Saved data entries

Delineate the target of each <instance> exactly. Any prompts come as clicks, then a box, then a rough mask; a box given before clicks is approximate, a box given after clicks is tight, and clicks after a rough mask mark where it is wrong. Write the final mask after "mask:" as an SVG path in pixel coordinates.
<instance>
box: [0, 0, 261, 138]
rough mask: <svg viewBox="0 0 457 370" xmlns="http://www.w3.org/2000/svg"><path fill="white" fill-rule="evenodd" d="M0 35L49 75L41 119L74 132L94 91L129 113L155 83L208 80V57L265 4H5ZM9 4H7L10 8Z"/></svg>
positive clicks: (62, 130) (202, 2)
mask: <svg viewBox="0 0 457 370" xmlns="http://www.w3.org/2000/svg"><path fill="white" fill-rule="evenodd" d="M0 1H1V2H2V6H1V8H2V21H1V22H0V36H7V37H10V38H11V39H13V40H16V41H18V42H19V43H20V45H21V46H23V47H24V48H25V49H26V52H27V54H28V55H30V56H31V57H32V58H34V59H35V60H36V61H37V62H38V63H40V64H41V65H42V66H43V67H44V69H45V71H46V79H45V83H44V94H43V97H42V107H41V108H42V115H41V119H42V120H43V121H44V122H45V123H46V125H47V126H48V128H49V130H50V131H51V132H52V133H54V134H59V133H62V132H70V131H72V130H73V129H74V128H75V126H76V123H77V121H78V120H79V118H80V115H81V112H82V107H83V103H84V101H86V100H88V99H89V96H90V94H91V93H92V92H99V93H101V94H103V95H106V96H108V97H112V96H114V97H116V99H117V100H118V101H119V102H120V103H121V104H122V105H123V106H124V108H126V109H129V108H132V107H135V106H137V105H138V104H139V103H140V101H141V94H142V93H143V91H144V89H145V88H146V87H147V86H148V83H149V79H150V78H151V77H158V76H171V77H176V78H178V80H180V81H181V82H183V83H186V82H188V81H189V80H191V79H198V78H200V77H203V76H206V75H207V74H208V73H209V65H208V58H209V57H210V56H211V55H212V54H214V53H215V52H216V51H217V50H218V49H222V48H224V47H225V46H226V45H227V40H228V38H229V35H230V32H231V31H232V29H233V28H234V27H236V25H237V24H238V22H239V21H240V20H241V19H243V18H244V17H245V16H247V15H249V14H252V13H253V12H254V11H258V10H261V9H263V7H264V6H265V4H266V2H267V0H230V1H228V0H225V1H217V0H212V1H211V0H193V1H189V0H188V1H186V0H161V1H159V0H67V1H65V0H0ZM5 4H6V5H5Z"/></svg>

**TASK DETAILS**
Please quote the records above exactly, without skipping a line.

**TASK RESULT**
Delineate the target of each <instance> exactly. Any prompts come as clicks, then a box, then a rough mask; a box given before clicks is approximate, a box given after clicks is tight, and clicks after a rough mask mark where it is wrong. Write the final mask after "mask:" as an SVG path in pixel coordinates.
<instance>
box: [0, 0, 261, 138]
rough mask: <svg viewBox="0 0 457 370" xmlns="http://www.w3.org/2000/svg"><path fill="white" fill-rule="evenodd" d="M0 35L49 75L41 119L74 132L94 91L129 113L155 83L208 80V57L265 4H5ZM9 4H7L10 8Z"/></svg>
positive clicks: (62, 130) (202, 2)
mask: <svg viewBox="0 0 457 370" xmlns="http://www.w3.org/2000/svg"><path fill="white" fill-rule="evenodd" d="M0 1H1V2H2V6H1V8H2V21H1V22H0V36H7V37H10V38H11V39H13V40H16V41H18V42H19V43H20V45H21V46H23V47H24V48H25V49H26V52H27V54H28V55H30V56H31V57H32V58H34V59H35V60H36V61H37V62H38V63H40V64H41V65H42V66H43V67H44V69H45V71H46V79H45V83H44V94H43V97H42V107H41V108H42V115H41V119H42V120H43V121H44V122H45V123H46V125H47V126H48V128H49V130H50V131H51V132H52V133H54V134H59V133H62V132H70V131H72V130H73V129H74V128H75V126H76V123H77V121H78V120H79V118H80V115H81V112H82V107H83V103H84V101H86V100H88V99H89V96H90V94H91V93H92V92H99V93H101V94H103V95H106V96H108V97H112V96H114V97H116V99H117V100H118V101H119V102H120V103H121V104H122V105H123V106H124V108H126V109H129V108H132V107H135V106H137V105H138V104H139V103H140V101H141V94H142V93H143V91H144V89H145V88H146V87H147V86H148V83H149V79H150V78H151V77H158V76H171V77H176V78H178V80H180V81H181V82H183V83H186V82H188V81H189V80H191V79H198V78H200V77H203V76H206V75H207V74H208V73H209V65H208V58H209V57H210V56H211V55H212V54H214V53H215V52H216V51H217V50H218V49H222V48H224V47H225V46H226V45H227V40H228V38H229V35H230V32H231V31H232V29H233V28H234V27H236V25H237V24H238V22H239V21H240V20H241V19H243V18H244V17H245V16H247V15H249V14H252V13H253V12H254V11H258V10H261V9H263V7H264V6H265V4H266V2H267V0H230V1H228V0H225V1H217V0H212V1H211V0H193V1H189V0H188V1H186V0H161V1H159V0H67V1H65V0H0ZM5 4H6V5H5Z"/></svg>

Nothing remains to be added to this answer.